■ DIRECTIONS: Make an exact copy of all the entries below, with the pictures left out.

BEGIN RAW DATA

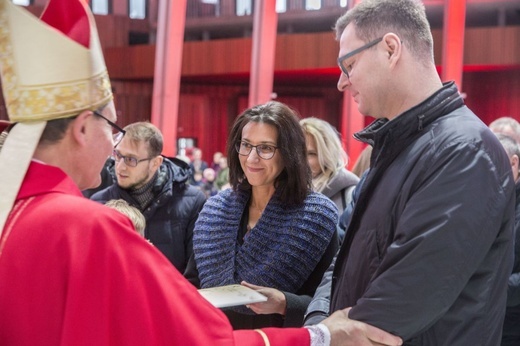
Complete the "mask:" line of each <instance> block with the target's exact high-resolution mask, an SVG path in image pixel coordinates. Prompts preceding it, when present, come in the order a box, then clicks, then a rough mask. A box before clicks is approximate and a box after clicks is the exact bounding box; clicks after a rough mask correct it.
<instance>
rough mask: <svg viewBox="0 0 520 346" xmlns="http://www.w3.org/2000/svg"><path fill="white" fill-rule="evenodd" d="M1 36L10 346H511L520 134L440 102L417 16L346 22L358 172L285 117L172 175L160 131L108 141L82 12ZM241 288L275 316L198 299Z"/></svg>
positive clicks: (39, 21) (427, 54)
mask: <svg viewBox="0 0 520 346" xmlns="http://www.w3.org/2000/svg"><path fill="white" fill-rule="evenodd" d="M0 22H2V23H5V24H6V26H7V27H8V28H9V30H5V31H3V35H4V36H2V37H3V40H0V50H2V51H3V52H5V54H2V55H0V64H1V66H2V69H1V72H2V86H3V88H4V89H3V95H4V98H5V100H6V104H7V109H8V114H9V118H10V121H9V122H1V123H0V131H1V132H2V134H1V135H0V175H1V176H2V177H3V178H2V179H3V183H2V184H1V185H0V232H1V233H0V309H1V311H2V314H1V315H0V324H1V325H2V328H1V329H0V344H2V345H29V344H33V343H35V342H37V343H42V344H49V345H93V344H117V345H162V344H173V345H312V346H327V345H334V346H336V345H358V346H359V345H361V346H363V345H401V344H405V345H424V346H430V345H431V346H438V345H455V346H457V345H461V346H465V345H500V344H502V345H507V346H509V345H518V344H519V342H520V319H519V316H520V313H519V310H520V251H519V249H520V245H519V244H520V239H519V238H518V237H519V234H520V230H518V228H519V227H520V202H519V201H520V187H519V186H520V183H519V180H520V179H519V169H520V124H519V123H518V122H517V121H516V120H514V119H513V118H507V117H506V118H501V119H498V120H497V121H496V122H494V123H492V124H490V126H489V127H487V126H485V125H484V124H483V123H482V122H481V121H480V120H479V119H478V117H477V116H476V115H475V114H474V113H473V112H472V111H471V110H470V109H469V108H468V107H467V106H465V104H464V101H463V99H462V98H461V96H460V94H459V92H458V90H457V87H456V86H455V85H454V83H453V82H447V83H442V82H441V80H440V78H439V75H438V73H437V70H436V67H435V63H434V60H433V39H432V36H431V30H430V26H429V24H428V21H427V18H426V14H425V10H424V5H423V4H422V3H421V2H420V1H416V0H364V1H362V2H360V3H359V4H357V5H356V6H355V7H353V8H352V9H351V10H349V11H347V12H346V13H345V14H344V15H342V16H341V17H340V18H339V19H338V20H337V22H336V25H335V33H336V38H337V40H338V42H339V58H338V65H339V68H340V70H341V72H340V77H339V81H338V89H339V90H340V91H341V92H345V91H349V92H350V93H351V94H352V95H353V96H354V100H355V101H356V103H357V106H358V109H359V111H360V112H361V113H362V114H364V115H370V116H372V117H374V118H375V121H374V122H373V123H371V124H370V125H369V126H368V127H366V128H365V129H363V130H361V131H360V132H358V133H356V134H355V137H356V138H357V139H358V140H360V141H361V142H363V143H365V144H366V148H367V149H366V150H365V151H364V154H363V155H362V156H361V157H360V159H359V164H356V165H355V167H356V172H355V173H353V172H350V171H348V170H347V169H346V166H347V163H348V156H347V154H346V152H345V151H344V150H343V147H342V145H341V138H340V136H339V134H338V132H337V131H336V130H335V128H334V127H333V126H331V124H329V123H327V122H325V121H323V120H320V119H318V118H315V117H309V118H304V119H301V118H300V116H299V115H298V113H297V112H296V110H294V109H291V108H290V107H289V106H288V105H285V104H283V103H281V102H277V101H269V102H267V103H264V104H260V105H256V106H253V107H250V108H248V109H246V110H245V111H243V112H242V113H241V114H240V115H239V116H238V117H237V118H236V120H235V122H234V124H233V126H232V128H231V130H230V132H229V136H228V138H227V148H226V152H225V155H224V154H223V153H221V152H216V153H215V155H214V157H213V162H211V164H208V163H207V162H205V161H204V160H203V159H202V151H201V150H200V149H198V148H196V149H195V150H194V151H193V157H192V159H191V160H190V162H186V161H184V160H181V159H179V158H168V157H165V156H163V155H162V154H161V153H162V151H163V137H162V134H161V131H160V130H159V129H158V128H157V127H156V126H154V125H153V124H151V123H150V122H137V123H132V124H128V125H127V126H125V127H123V128H122V127H120V126H119V125H117V116H116V114H117V113H116V111H115V105H114V101H113V95H112V90H111V88H110V83H109V77H108V74H107V72H106V68H105V65H104V61H103V55H102V52H101V48H100V45H99V39H98V37H97V32H96V26H95V22H94V19H93V16H92V13H91V12H90V10H89V8H88V6H87V5H86V4H85V3H84V2H83V1H82V0H50V4H49V6H47V7H46V10H45V12H44V14H43V15H42V17H41V19H37V18H35V17H32V16H28V15H27V14H26V13H25V12H24V10H22V9H20V8H19V7H17V6H15V5H13V4H12V3H11V2H10V1H9V0H0ZM71 28H73V29H71ZM27 35H31V36H38V37H40V36H42V37H47V38H49V45H50V47H48V49H49V52H50V53H49V54H48V55H44V56H41V55H38V54H37V53H38V49H40V45H38V44H33V43H34V42H33V41H31V42H26V41H25V40H23V38H24V37H26V36H27ZM13 47H14V48H15V49H14V48H13ZM71 57H74V59H72V58H71ZM65 62H66V63H65ZM92 62H95V63H92ZM15 64H20V66H19V68H11V67H12V66H14V65H15ZM24 64H26V65H27V66H25V65H24ZM65 65H66V66H73V67H74V68H71V69H65V68H64V67H63V66H65ZM35 66H36V67H37V68H41V73H40V74H38V75H26V74H24V72H23V71H25V69H24V68H26V69H29V71H32V69H34V68H35ZM29 67H30V68H29ZM18 74H19V75H18ZM418 76H419V77H418ZM18 80H21V81H23V83H17V81H18ZM78 81H80V82H81V83H82V84H83V85H84V86H85V87H84V88H79V87H78V88H74V87H71V85H72V84H74V83H78ZM44 82H45V83H44ZM51 82H52V83H51ZM47 84H49V85H50V86H46V85H47ZM27 88H29V89H31V88H36V89H37V90H38V92H37V93H33V94H31V90H32V89H31V90H28V89H27ZM86 94H88V97H87V96H86ZM27 95H30V97H27ZM40 95H45V96H44V97H42V98H39V96H40ZM100 172H101V174H100ZM515 208H516V209H515ZM143 238H144V239H143ZM515 238H516V239H515ZM146 240H148V241H146ZM232 284H240V285H243V286H246V287H248V288H250V289H252V290H255V291H258V292H259V293H261V294H263V295H264V296H265V297H266V298H267V300H266V301H265V302H258V303H251V304H247V305H237V306H232V307H228V308H222V309H217V308H215V307H213V306H212V305H211V304H210V303H209V302H208V301H206V300H205V299H204V298H202V296H201V295H200V294H199V293H198V291H197V290H198V289H201V288H203V289H204V288H212V287H220V286H226V285H232Z"/></svg>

END RAW DATA

■ EXERCISE OUTPUT:
Complete the "mask:" line of each <instance> block with the target's exact high-resolution mask, an SVG path in image pixel coordinates. Prompts preceding it, when present, come in the order a box, then clicks, then a rough mask. A box before clicks is approximate and a box after clicks is the exact bounding box; clicks after a rough mask correct it.
<instance>
rough mask: <svg viewBox="0 0 520 346" xmlns="http://www.w3.org/2000/svg"><path fill="white" fill-rule="evenodd" d="M1 36L10 346H511L520 134L440 102L417 16L346 22L358 172L285 117L172 175L160 131L108 141L82 12ZM241 288L275 316L198 299Z"/></svg>
positive clicks: (39, 21) (427, 54)
mask: <svg viewBox="0 0 520 346" xmlns="http://www.w3.org/2000/svg"><path fill="white" fill-rule="evenodd" d="M0 22H2V23H5V24H6V26H7V27H8V28H9V30H5V31H3V35H4V36H2V37H3V40H0V50H2V51H3V52H5V54H2V55H0V64H1V66H2V69H1V72H2V86H3V88H4V89H3V95H4V98H5V100H6V104H7V109H8V114H9V118H10V121H9V122H1V123H0V131H1V132H2V134H1V135H0V175H1V176H2V177H3V178H2V179H3V183H2V184H1V185H0V232H1V233H0V309H1V311H2V314H1V315H0V324H1V325H2V328H1V329H0V344H2V345H29V344H33V343H35V342H37V343H42V344H49V345H93V344H117V345H162V344H173V345H312V346H327V345H334V346H336V345H358V346H359V345H361V346H363V345H401V344H405V345H424V346H430V345H431V346H438V345H455V346H457V345H461V346H465V345H500V344H502V345H507V346H509V345H518V344H519V342H520V319H519V316H520V313H519V310H520V251H519V249H520V245H519V244H520V239H519V238H518V237H519V234H520V230H518V228H519V227H520V202H519V201H520V187H519V186H520V183H519V180H520V179H519V169H520V124H519V123H518V122H517V121H516V120H514V119H513V118H507V117H506V118H501V119H498V120H497V121H496V122H494V123H492V124H490V126H489V127H487V126H485V125H484V124H483V123H482V122H481V121H480V120H479V119H478V117H477V116H476V115H475V114H474V113H473V112H472V111H471V110H470V109H469V108H468V107H467V106H465V104H464V101H463V99H462V98H461V96H460V94H459V92H458V90H457V87H456V86H455V85H454V83H453V82H447V83H442V82H441V80H440V78H439V75H438V73H437V70H436V67H435V63H434V60H433V39H432V36H431V30H430V26H429V24H428V21H427V18H426V14H425V10H424V5H423V4H422V3H421V2H420V1H416V0H364V1H362V2H360V3H359V4H357V5H356V6H355V7H353V8H352V9H351V10H349V11H347V12H346V13H345V14H344V15H342V16H341V17H340V18H339V19H338V20H337V22H336V25H335V33H336V38H337V40H338V42H339V58H338V65H339V68H340V70H341V72H340V77H339V81H338V89H339V90H340V91H341V92H345V91H349V92H350V93H351V94H352V95H353V96H354V100H355V101H356V103H357V106H358V109H359V111H360V112H361V113H362V114H364V115H370V116H372V117H374V118H375V121H374V122H373V123H371V124H370V125H369V126H368V127H366V128H365V129H363V130H361V131H360V132H358V133H356V134H355V137H356V138H357V139H358V140H360V141H361V142H363V143H365V144H366V148H367V149H366V150H365V151H364V154H363V155H362V156H361V157H360V159H359V164H356V165H355V167H356V172H355V173H353V172H350V171H348V170H347V169H346V166H347V163H348V156H347V154H346V152H345V151H344V150H343V147H342V145H341V138H340V136H339V134H338V132H337V131H336V130H335V128H334V127H333V126H331V124H329V123H327V122H325V121H323V120H320V119H318V118H315V117H309V118H304V119H301V118H300V116H299V115H298V113H297V112H296V110H294V109H291V108H290V107H289V106H288V105H285V104H283V103H281V102H277V101H269V102H267V103H264V104H260V105H256V106H253V107H250V108H248V109H246V110H245V111H243V112H242V113H241V114H240V115H239V116H238V117H237V118H236V120H235V122H234V124H233V126H232V128H231V130H230V132H229V136H228V138H227V148H226V152H225V155H224V154H223V153H221V152H216V153H215V155H214V157H213V162H211V164H208V163H207V162H205V161H204V160H203V159H202V151H201V150H200V149H198V148H196V149H195V150H194V151H193V157H192V159H191V160H190V162H186V161H184V160H181V159H179V158H168V157H165V156H163V155H162V154H161V153H162V151H163V137H162V134H161V131H160V130H159V129H158V128H157V127H156V126H154V125H153V124H151V123H150V122H137V123H132V124H128V125H127V126H125V127H123V128H122V127H120V126H119V125H117V116H116V114H117V113H116V111H115V105H114V101H113V95H112V90H111V88H110V83H109V77H108V74H107V72H106V68H105V65H104V61H103V55H102V52H101V48H100V45H99V39H98V37H97V32H96V26H95V22H94V19H93V16H92V13H91V12H90V10H89V8H88V6H87V5H86V4H85V3H84V2H83V1H82V0H50V4H49V6H47V7H46V10H45V12H44V14H43V15H42V17H41V19H37V18H35V17H32V16H28V15H27V14H26V13H25V12H24V10H22V9H20V8H19V7H17V6H15V5H13V4H12V3H11V2H10V1H9V0H0ZM71 28H73V29H71ZM27 35H31V36H38V37H40V36H42V37H47V38H49V45H50V47H48V49H49V52H50V53H49V54H48V55H44V56H41V55H38V54H37V53H38V49H40V45H38V44H33V43H34V42H33V41H31V42H26V41H25V40H23V38H24V37H26V36H27ZM13 47H14V48H15V49H14V48H13ZM71 57H74V59H72V58H71ZM65 62H66V63H65ZM92 62H95V63H92ZM15 64H20V66H19V68H11V67H12V66H14V65H15ZM24 64H26V65H27V66H25V65H24ZM65 65H66V66H73V67H74V68H71V69H65V68H64V67H63V66H65ZM35 66H36V67H37V68H41V73H40V74H38V75H26V74H24V72H23V71H25V69H24V68H26V69H29V71H32V69H34V68H35ZM29 67H30V68H29ZM18 74H19V75H18ZM418 76H419V77H418ZM18 80H21V81H23V83H17V81H18ZM78 81H80V82H81V83H82V84H83V85H84V86H85V87H84V88H79V87H78V88H74V87H71V85H72V84H74V83H78ZM44 82H45V83H44ZM51 82H52V83H51ZM47 84H49V85H50V86H46V85H47ZM27 88H29V89H31V88H36V89H37V90H38V92H37V93H33V94H31V90H32V89H31V90H28V89H27ZM86 94H88V97H87V96H86ZM27 95H30V97H27ZM40 95H45V96H44V97H42V98H39V96H40ZM100 172H101V174H100ZM515 208H516V209H515ZM143 238H144V239H143ZM515 238H516V239H515ZM146 240H148V241H146ZM232 284H240V285H243V286H246V287H248V288H250V289H252V290H255V291H258V292H259V293H261V294H263V295H264V296H265V297H266V298H267V300H266V301H265V302H258V303H251V304H247V305H237V306H232V307H228V308H222V309H217V308H215V307H213V306H212V305H211V304H210V303H209V302H208V301H206V300H205V299H204V298H202V296H201V295H200V294H199V293H198V291H197V290H198V289H201V288H203V289H204V288H212V287H220V286H226V285H232Z"/></svg>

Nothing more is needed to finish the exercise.